### [Selected text]

▬▬▬▬▬▬▬▬▬▬

It is easy to see how the conflict over guilt and innocence can continue more than eighty years after the trial. And it is easy to understand the adamance of those who believe an execution should not have moved forward in such an arena of confusion and contradiction.

Innocent?
On one hand, the evidence does not point to Joe Hill without some very reasonable doubt along the way.

There is an obvious absence of black-and-white evidence in the case of Joe Hill. There was no conclusive eyewitness, no telling piece of material evidence. The two critical pieces of trial evidence that led to his conviction were his unexplained gunshot wound, and witnesses who described a physical similarity between Hill and a man who entered the Morrison store at the time of the shooting.

Using the gunshot wound as evidence against Hill is troublesome for several reasons. First, there still is some doubt that a gun was actually fired by the Morrison's inside their store. Second, if the gun was fired, why was the bullet never found. . .either in the store, or in Hill, if he was the gunman? The eyewitnesses who testified at trial that Hill looked a lot like one of the gunmen were unable to make a similar identification to police when Hill was first arrested or at his preliminary hearing. The testimony noticeably "improves" over time. Also, the police identification of Frank Z. Wilson, a recently released prison inmate, as the prime suspect in the Morrison murder is dropped without comment after Hill's arrest. Since Wilson went on a rampage of crime in other states, it seems odd that authorities would make no effort to pursue the theory of his role in the Morrison killings.

Guilty?
On the other hand, Hill seems to do everything he can to avoid establishing his innocence.

▬▬▬▬▬▬▬▬▬▬

### [Goals]
A – Do these statements agree with the Joe Hill passage above? For each, answer yes or no and quote the words of the passage that decide it. (i) The case had no conclusive eyewitness. (ii) The eyewitnesses identified Hill to police when he was first arrested. (iii) After Hill's arrest, police dropped Frank Z. Wilson as the prime suspect without comment.
B – Resume the Joe Hill passage, picking up right after its final sentence, "On the other hand, Hill seems to do everything he can to avoid establishing his innocence."

(Position identification records)

▬▬▬▬▬▬▬▬▬▬

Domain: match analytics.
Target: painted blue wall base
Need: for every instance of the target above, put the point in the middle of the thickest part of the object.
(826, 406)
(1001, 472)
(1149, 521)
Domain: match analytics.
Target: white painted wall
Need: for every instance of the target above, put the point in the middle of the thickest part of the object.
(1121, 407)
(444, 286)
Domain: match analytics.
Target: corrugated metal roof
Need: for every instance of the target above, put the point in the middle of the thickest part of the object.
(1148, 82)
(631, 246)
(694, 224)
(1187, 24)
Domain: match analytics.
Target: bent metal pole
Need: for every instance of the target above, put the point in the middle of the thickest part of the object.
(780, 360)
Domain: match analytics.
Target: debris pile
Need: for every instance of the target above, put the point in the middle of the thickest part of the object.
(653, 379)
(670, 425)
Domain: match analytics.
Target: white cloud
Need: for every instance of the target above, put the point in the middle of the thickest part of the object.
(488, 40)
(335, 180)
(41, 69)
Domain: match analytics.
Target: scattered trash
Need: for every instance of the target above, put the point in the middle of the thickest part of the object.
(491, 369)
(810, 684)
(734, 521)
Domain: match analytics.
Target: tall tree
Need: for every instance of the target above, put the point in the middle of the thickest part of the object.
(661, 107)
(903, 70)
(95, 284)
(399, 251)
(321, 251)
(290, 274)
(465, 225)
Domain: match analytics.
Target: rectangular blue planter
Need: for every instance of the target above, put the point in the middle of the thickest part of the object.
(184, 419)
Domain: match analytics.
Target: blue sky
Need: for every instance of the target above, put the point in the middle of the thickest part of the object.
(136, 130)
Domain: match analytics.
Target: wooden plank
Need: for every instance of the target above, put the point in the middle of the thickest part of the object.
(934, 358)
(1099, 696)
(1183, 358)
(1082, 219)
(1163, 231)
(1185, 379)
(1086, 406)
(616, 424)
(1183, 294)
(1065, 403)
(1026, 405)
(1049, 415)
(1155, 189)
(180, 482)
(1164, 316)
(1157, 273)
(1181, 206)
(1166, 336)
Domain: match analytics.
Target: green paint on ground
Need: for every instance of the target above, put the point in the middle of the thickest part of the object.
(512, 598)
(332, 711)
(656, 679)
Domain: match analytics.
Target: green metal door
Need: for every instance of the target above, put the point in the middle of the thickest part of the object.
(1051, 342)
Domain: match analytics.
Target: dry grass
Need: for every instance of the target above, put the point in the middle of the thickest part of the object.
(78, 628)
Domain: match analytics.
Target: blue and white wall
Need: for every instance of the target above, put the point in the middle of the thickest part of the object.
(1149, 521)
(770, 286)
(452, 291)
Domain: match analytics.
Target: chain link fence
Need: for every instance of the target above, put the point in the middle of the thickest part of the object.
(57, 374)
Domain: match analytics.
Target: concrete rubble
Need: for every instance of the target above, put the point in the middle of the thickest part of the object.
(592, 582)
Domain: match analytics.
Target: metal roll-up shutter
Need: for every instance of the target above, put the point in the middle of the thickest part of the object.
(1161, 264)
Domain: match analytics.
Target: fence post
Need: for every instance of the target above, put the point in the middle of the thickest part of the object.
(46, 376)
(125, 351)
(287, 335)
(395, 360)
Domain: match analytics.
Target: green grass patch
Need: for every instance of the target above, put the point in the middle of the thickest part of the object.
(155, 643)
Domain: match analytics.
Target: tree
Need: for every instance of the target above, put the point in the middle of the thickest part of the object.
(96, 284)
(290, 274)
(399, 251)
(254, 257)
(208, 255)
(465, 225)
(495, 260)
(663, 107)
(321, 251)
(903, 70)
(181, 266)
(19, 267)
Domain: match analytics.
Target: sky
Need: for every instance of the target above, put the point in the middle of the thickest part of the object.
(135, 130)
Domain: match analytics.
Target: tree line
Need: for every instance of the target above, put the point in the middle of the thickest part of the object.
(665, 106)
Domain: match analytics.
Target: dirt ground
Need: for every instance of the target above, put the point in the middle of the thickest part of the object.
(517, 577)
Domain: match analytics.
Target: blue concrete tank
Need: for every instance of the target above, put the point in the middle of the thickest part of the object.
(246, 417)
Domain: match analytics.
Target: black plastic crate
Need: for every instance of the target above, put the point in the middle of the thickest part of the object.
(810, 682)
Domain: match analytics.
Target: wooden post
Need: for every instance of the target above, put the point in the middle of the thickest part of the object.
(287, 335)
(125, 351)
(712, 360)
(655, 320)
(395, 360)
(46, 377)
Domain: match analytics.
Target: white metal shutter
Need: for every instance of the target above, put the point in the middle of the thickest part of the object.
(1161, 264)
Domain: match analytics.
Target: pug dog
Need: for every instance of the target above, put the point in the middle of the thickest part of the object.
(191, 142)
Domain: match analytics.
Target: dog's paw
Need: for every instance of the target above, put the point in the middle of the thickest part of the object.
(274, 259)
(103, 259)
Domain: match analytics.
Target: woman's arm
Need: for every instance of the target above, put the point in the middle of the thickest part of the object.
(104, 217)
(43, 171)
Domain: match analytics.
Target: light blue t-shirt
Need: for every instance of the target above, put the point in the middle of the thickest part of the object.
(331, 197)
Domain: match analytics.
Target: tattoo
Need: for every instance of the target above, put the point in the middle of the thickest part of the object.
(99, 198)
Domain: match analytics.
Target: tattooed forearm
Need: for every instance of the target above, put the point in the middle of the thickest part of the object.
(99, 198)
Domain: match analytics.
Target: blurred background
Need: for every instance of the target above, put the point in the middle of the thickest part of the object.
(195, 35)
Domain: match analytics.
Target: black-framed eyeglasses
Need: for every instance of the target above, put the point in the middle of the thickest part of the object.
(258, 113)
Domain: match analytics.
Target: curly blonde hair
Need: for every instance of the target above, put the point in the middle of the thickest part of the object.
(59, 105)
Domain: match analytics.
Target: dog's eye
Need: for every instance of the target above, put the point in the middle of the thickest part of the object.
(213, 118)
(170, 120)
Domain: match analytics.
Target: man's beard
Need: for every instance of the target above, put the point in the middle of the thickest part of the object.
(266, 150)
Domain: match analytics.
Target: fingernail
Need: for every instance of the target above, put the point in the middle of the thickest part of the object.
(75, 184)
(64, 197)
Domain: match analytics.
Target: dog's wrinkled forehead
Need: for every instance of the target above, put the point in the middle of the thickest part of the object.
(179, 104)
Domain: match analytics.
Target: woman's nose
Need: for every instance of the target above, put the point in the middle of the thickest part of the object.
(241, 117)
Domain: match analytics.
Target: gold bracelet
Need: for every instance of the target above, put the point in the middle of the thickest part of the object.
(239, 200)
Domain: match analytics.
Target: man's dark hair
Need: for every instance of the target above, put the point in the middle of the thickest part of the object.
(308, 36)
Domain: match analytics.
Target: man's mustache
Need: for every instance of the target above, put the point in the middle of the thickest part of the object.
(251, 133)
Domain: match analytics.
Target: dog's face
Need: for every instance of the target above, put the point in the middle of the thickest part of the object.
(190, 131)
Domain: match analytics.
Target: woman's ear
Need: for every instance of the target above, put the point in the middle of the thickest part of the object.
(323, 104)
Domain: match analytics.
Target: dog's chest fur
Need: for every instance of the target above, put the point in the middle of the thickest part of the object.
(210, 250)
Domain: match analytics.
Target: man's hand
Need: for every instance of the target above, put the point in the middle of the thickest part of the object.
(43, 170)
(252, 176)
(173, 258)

▬▬▬▬▬▬▬▬▬▬

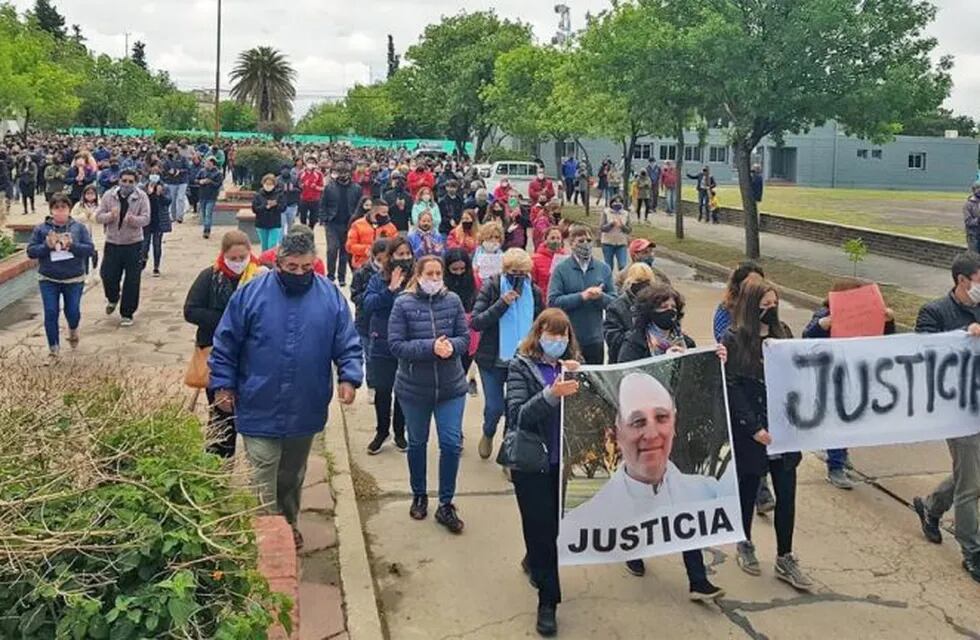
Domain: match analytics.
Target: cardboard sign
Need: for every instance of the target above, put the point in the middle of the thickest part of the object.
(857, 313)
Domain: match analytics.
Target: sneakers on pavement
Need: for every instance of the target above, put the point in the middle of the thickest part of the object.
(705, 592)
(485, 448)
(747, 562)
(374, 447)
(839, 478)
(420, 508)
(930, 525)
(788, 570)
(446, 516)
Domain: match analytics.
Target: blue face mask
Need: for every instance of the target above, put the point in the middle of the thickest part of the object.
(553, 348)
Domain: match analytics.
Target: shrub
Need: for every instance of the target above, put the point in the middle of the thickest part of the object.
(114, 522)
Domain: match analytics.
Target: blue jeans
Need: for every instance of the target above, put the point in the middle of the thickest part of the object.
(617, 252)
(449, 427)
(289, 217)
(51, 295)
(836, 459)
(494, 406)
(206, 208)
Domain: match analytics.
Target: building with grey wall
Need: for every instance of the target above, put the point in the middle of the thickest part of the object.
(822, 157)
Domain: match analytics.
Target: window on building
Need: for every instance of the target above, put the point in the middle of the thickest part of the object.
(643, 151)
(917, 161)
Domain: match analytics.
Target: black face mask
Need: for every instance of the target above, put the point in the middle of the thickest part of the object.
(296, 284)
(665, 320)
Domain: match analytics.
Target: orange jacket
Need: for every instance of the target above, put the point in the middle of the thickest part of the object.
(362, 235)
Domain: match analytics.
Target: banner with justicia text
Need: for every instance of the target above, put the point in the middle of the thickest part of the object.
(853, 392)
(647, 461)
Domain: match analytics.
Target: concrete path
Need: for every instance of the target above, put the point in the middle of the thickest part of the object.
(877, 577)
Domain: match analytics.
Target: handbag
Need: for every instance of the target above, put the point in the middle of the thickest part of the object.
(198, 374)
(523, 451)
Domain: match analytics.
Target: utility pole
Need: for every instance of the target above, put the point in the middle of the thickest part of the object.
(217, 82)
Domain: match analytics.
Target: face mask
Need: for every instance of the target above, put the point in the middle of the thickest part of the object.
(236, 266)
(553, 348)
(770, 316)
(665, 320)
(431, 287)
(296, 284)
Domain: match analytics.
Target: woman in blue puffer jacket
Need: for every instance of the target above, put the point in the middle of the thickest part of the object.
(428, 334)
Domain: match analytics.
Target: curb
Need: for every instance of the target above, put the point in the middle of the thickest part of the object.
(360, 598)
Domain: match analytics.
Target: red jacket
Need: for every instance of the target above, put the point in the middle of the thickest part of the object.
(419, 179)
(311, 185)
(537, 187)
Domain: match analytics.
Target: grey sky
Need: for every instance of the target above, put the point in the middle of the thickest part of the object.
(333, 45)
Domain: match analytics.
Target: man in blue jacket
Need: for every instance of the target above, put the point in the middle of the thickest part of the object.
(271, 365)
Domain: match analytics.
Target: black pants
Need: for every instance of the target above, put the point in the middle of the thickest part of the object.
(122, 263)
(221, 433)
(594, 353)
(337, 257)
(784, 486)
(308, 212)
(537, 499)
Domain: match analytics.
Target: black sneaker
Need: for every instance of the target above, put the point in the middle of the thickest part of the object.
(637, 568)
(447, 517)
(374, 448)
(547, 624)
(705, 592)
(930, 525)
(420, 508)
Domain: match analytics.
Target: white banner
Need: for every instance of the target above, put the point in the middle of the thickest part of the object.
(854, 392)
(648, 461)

▬▬▬▬▬▬▬▬▬▬

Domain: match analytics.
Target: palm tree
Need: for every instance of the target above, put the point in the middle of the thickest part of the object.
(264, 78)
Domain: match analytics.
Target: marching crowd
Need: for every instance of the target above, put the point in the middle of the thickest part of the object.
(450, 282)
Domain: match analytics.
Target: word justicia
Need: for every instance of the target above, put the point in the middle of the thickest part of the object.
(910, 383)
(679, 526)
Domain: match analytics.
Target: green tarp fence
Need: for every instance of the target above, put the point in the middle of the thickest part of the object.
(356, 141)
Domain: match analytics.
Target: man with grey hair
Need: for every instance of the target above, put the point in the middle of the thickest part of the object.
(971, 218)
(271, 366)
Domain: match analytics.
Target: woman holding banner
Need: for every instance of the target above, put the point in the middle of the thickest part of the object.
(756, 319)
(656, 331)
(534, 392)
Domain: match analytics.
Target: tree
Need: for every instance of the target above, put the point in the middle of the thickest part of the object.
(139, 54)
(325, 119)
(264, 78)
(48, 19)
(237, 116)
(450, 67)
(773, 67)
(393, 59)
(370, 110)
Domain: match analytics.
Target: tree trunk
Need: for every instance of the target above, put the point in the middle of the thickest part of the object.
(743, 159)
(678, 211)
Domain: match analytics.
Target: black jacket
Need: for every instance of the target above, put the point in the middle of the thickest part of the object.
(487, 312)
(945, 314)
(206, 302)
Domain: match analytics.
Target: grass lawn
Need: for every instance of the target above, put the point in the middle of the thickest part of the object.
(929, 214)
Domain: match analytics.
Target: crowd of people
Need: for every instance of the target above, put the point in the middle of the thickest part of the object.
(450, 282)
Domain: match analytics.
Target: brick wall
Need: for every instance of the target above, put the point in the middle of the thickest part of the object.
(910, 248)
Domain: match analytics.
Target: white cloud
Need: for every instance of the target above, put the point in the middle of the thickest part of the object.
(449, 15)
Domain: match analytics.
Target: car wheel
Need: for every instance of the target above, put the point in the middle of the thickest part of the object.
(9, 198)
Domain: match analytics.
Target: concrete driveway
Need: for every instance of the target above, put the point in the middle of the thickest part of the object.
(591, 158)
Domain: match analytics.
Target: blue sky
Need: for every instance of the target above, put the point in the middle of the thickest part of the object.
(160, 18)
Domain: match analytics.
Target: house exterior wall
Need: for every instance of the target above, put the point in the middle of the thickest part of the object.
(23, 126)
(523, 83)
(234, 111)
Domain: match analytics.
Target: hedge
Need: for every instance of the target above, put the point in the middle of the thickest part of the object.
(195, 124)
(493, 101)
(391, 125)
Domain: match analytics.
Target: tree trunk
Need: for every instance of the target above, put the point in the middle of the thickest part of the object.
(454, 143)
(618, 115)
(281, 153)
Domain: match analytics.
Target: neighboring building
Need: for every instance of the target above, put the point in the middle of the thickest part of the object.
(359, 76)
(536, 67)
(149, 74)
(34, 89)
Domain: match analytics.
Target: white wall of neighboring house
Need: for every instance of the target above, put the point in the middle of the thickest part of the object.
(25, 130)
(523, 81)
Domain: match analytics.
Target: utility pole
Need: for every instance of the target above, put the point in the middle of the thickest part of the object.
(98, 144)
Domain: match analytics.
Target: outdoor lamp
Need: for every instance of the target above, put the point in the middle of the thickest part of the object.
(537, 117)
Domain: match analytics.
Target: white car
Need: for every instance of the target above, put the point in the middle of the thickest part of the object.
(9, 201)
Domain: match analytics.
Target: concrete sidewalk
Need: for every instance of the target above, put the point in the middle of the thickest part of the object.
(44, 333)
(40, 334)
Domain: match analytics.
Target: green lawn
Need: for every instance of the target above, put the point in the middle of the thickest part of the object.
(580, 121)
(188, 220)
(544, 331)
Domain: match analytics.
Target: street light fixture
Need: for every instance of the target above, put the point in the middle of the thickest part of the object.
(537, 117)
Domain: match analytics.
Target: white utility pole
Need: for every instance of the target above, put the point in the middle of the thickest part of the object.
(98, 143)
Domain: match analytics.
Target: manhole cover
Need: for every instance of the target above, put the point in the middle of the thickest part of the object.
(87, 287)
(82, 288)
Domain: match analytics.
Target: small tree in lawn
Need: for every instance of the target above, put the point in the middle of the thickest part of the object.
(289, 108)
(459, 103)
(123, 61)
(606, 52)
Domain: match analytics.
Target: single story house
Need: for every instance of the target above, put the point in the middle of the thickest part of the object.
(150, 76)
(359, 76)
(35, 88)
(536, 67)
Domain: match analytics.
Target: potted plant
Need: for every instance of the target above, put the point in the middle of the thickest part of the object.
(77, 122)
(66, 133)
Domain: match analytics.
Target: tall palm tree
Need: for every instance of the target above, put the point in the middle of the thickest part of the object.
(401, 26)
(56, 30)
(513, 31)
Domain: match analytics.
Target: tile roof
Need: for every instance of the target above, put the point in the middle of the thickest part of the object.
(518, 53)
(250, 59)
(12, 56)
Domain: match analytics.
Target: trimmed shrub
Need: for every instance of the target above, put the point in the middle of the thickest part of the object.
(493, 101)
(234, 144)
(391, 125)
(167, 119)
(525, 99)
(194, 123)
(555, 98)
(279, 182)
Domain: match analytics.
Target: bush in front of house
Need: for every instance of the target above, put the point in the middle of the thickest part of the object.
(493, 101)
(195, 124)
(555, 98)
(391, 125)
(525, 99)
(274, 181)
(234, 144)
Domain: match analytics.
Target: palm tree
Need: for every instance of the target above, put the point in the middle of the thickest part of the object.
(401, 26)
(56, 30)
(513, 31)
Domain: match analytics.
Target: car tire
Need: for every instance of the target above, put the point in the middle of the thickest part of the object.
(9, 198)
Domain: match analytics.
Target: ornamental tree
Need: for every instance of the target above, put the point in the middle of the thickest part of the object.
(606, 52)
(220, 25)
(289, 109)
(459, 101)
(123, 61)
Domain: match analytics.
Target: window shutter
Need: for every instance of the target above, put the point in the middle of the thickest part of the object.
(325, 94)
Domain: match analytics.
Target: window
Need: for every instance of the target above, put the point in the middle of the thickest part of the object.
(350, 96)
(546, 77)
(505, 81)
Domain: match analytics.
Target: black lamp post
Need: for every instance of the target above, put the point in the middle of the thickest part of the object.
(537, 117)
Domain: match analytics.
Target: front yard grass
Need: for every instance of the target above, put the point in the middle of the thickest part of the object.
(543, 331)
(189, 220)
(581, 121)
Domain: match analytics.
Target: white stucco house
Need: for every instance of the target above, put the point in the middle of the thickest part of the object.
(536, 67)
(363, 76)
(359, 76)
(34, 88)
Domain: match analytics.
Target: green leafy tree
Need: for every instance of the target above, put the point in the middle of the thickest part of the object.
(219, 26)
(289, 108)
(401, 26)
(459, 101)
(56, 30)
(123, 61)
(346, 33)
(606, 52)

▬▬▬▬▬▬▬▬▬▬

### [Answers by task]
A –
(i) Yes: "There was no conclusive eyewitness, no telling piece of material evidence."
(ii) No: "The eyewitnesses who testified at trial that Hill looked a lot like one of the gunmen were unable to make a similar identification to police when Hill was first arrested or at his preliminary hearing."
(iii) Yes: "the police identification of Frank Z. Wilson, a recently released prison inmate, as the prime suspect in the Morrison murder is dropped without comment after Hill's arrest."

B –
Given literally a dozen opportunities to establish an alibi for his whereabouts at the time of the Morrison murders and the events that caused his gunshot wound, Hill refuses to cooperate. He talks vaguely about being shot in an argument over a woman, but refuses to identify the woman or the man who allegedly shot him. No woman ever steps forward to identify herself as the subject of the triangular showdown. No man ever confesses to having used his gun to wound Joe Hill. Human nature would seem to indicate that with a life in the balance, at least one of the three would break their silence and corroborate Hill's story with names and places. It never happened.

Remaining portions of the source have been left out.